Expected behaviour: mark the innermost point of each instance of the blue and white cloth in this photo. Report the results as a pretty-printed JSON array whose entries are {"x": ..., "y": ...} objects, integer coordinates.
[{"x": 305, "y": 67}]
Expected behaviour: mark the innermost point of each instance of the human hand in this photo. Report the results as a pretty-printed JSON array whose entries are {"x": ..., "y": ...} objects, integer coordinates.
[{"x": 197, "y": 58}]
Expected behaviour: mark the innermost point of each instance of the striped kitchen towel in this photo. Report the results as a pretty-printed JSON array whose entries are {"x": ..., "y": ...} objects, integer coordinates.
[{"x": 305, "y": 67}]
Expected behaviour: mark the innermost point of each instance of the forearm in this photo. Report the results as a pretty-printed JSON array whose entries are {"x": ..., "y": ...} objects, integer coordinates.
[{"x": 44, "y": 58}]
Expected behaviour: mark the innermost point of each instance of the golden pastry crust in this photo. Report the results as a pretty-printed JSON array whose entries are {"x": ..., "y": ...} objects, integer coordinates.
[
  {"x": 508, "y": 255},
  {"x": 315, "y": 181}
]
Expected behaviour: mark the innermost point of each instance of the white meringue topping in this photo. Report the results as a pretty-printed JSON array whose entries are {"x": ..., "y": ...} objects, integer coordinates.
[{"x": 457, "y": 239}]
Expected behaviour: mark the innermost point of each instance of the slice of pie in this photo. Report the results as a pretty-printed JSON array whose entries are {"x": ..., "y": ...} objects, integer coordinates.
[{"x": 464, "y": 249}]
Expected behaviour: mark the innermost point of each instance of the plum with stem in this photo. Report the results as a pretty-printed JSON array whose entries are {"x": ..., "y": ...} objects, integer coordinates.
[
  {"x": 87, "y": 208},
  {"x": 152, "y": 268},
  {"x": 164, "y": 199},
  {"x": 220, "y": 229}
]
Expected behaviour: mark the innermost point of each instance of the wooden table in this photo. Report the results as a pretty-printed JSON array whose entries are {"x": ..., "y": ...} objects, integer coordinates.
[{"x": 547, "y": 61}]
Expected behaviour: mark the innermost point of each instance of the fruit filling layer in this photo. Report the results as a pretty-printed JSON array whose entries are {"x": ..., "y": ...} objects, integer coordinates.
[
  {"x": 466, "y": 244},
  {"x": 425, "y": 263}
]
^^^^^^^^
§ Do this: Quote the data above in full, changing nothing.

§ Result:
Expected behaviour: mark the innermost point of each instance of the blue and white cloth in this photo. Report the results as a pretty-printed JSON array whose entries are {"x": ..., "y": ...} objects, integer coordinates.
[{"x": 305, "y": 67}]
Expected behaviour: mark the innermost point of each instance of the human hand in this photo. Report the results as a pretty-printed JSON array whose entries are {"x": ..., "y": ...} objects, integer coordinates.
[{"x": 197, "y": 58}]
Expected behaviour: mark the innermost point of each instance of the striped kitchen towel in this photo. Report the results as a pretty-printed JSON array whose entries are {"x": ..., "y": ...} objects, integer coordinates.
[{"x": 305, "y": 67}]
Expected behaviour: mark the innermost point of each instance of the forearm in this photo. Report the results as a pretty-printed JSON array whose entries are {"x": ..., "y": ...} objects, integer coordinates.
[{"x": 44, "y": 58}]
Expected behaviour: mark the innermost point of each instance of the golden pastry crust in this photo. Report the results as a pretty-printed JSON array whose entries are {"x": ..., "y": ...} objects, integer coordinates.
[
  {"x": 508, "y": 255},
  {"x": 315, "y": 181}
]
Expected behaviour: mark the innermost point of each instance of the white meringue topping in this photo. Report the results as a pretty-printed JSON array whose entries are {"x": ..., "y": ...} objects, integer coordinates.
[{"x": 457, "y": 239}]
Expected behaviour: mark the innermost point of each instance of the slice of pie in this photo. Report the results as a pretty-printed JSON array whose entries are {"x": ..., "y": ...} objects, integer coordinates.
[{"x": 464, "y": 249}]
Expected behaviour: mark the innermost point of each instance of the plum with stem in this photo. Report the results as a pretty-printed JSON array whose entries are {"x": ..., "y": ...} objects, integer coordinates.
[
  {"x": 87, "y": 208},
  {"x": 152, "y": 268},
  {"x": 164, "y": 199},
  {"x": 220, "y": 229}
]
Expected behaviour: mark the innermost point of each instance of the wooden table in this photo. Report the results as a pretty-printed JSON array whose entries are {"x": ..., "y": ...} objects, integer coordinates.
[{"x": 547, "y": 61}]
Expected behaviour: mark the innermost point of each instance of the fruit filling layer in this photo. Report the results as a pretty-printed JSON array whose entries are {"x": ..., "y": ...} objects, integer coordinates.
[
  {"x": 466, "y": 244},
  {"x": 425, "y": 263}
]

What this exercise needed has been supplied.